Make an exact copy of the listing below.

Recorded information:

— start —

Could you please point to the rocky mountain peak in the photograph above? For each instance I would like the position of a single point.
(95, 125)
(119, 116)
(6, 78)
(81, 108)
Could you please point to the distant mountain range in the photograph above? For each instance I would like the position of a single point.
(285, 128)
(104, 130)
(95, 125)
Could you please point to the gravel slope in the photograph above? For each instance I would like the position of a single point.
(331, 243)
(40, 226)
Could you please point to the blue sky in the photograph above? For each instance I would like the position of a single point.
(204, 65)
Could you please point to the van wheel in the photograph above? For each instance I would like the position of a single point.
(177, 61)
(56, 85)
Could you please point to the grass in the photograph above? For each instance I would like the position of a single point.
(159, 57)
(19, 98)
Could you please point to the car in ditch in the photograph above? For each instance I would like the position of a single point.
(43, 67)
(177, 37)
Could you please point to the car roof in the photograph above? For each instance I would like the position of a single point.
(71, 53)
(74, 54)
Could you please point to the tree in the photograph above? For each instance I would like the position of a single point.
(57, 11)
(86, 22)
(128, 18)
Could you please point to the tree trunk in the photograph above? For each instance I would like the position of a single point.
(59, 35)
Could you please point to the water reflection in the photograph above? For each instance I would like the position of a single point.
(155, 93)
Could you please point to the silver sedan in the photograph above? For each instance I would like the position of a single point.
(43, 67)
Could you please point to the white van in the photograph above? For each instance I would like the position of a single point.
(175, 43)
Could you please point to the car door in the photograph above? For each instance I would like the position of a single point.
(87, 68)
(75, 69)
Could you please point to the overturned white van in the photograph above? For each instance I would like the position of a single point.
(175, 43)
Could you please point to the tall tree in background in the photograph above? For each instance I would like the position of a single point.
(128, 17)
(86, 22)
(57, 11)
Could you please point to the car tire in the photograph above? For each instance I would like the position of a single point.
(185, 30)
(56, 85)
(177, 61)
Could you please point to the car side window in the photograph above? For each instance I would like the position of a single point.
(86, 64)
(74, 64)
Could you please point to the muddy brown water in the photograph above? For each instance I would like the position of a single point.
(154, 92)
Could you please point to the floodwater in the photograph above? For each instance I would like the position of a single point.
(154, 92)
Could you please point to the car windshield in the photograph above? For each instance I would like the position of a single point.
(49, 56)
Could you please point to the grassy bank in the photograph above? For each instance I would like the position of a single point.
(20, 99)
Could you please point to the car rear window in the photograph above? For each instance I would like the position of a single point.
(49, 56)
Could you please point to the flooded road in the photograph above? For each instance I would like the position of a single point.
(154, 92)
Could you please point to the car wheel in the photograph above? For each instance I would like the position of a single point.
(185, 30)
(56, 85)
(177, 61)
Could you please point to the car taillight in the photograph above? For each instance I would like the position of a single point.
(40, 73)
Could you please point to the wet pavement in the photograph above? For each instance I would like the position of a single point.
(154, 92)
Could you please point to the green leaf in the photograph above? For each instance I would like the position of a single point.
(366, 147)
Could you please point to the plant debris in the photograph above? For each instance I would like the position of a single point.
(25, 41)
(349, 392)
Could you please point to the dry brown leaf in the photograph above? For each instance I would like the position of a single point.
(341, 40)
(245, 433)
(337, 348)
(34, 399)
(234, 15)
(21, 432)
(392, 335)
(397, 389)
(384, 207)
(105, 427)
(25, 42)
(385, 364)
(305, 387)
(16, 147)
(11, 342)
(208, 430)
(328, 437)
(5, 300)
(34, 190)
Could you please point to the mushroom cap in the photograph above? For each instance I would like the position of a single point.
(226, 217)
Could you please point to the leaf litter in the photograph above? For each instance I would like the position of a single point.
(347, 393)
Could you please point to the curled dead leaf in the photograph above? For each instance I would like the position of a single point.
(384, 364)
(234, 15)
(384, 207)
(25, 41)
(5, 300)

— end —

In response:
Could you please point to the rocky mountain peak in the photograph above? For each instance I would like the position of a single point.
(95, 125)
(119, 116)
(6, 78)
(81, 108)
Could you please point to the distant mountain range in the photograph above? For each instance I would like the position of a single point.
(285, 128)
(104, 130)
(95, 125)
Could you please point to the gravel slope in the photograph above? For each instance I would like the position of a single point.
(331, 243)
(40, 226)
Could you please point to the blue sky in the photograph above? For each instance I would like the position of a single point.
(204, 65)
Could you please point to the van wheel in the photograph above? For each instance I would like the position of a single point.
(177, 61)
(56, 85)
Could you please point to the grass in the photograph above? For each instance I would like the position of a single point.
(159, 57)
(19, 98)
Could you please point to the car in ditch in the photograph above? For each instance I would like the position of a single point.
(43, 67)
(177, 37)
Could you please point to the car roof in the photograph above? For each instance I would like the position of a single point.
(71, 53)
(74, 54)
Could you please point to the tree in the photograph above? For each instance I would like the position of a single point.
(57, 11)
(86, 22)
(128, 18)
Could you please point to the tree trunk in the photograph above? For each instance I would like the position of a single point.
(59, 35)
Could you please point to the water reflection in the photograph above? For each instance I would like the position of a single point.
(155, 93)
Could you please point to the silver sedan in the photograph above? For each instance I would like the position of a single point.
(43, 67)
Could you please point to the white van in the photograph above? For each instance I would like the position of a single point.
(175, 43)
Could you please point to the car door in the photograph above? For each instance I would like the position of a single point.
(87, 68)
(75, 69)
Could you please point to the overturned white van in the photograph above? For each instance I would like the position of a single point.
(175, 43)
Could you please point to the tall tree in background in the photograph above? For each instance I would like the position of a single point.
(128, 17)
(86, 22)
(57, 11)
Could you please point to the car tire in the photograph above? For each instance I would like the position of a single point.
(185, 30)
(56, 85)
(177, 61)
Could you please point to the car side window in the photograph above? For each instance I would like the position of a single point.
(86, 64)
(74, 64)
Could you please point to the muddy brown water in the photograph above? For each instance I would like the position of a single point.
(154, 92)
Could you please point to the floodwater in the photograph above? For each instance I would like the position of a single point.
(154, 92)
Could you please point to the car windshield in the photograph above? For each instance I would like the position of a single point.
(49, 56)
Could you please point to the grassy bank in the photograph above? For each instance I would like the position of a single point.
(20, 99)
Could you please point to the car rear window in the photograph above? For each instance I would like the position of a single point.
(49, 56)
Could you please point to the flooded road in the photograph above? For each instance I would like the position of a single point.
(154, 92)
Could you please point to the car wheel in the photograph above? For each instance I would like the position of a single point.
(185, 30)
(56, 85)
(177, 61)
Could you please point to the car taillight in the photograph above? For each instance I would like the position of a single point.
(40, 73)
Could you please point to the wet pavement in the photograph above? For each instance I would like the position of a single point.
(154, 92)
Could you please point to the green leaf in the photograph above? For each instance I would like the position of a single point.
(366, 147)
Could you please point to the plant debris in the photograph above? For each instance I would like the position of a single point.
(25, 41)
(349, 392)
Could you please point to the dry brown leaf in the photograph above? For each instance I would like the position of a single point.
(341, 40)
(245, 433)
(337, 348)
(34, 399)
(234, 15)
(21, 432)
(392, 335)
(397, 389)
(384, 207)
(105, 427)
(25, 42)
(385, 364)
(305, 387)
(16, 147)
(11, 342)
(208, 430)
(328, 437)
(5, 300)
(34, 190)
Could you please point to the mushroom cap in the photograph above? For each instance I would like the position of a single point.
(226, 217)
Could you please point to the leaf litter in the photograph above? For each instance I would like the position of a single point.
(347, 393)
Could you please point to the curled dead leaf in the photograph above? For each instance I would like the position of a single point.
(384, 364)
(234, 15)
(384, 207)
(25, 41)
(5, 300)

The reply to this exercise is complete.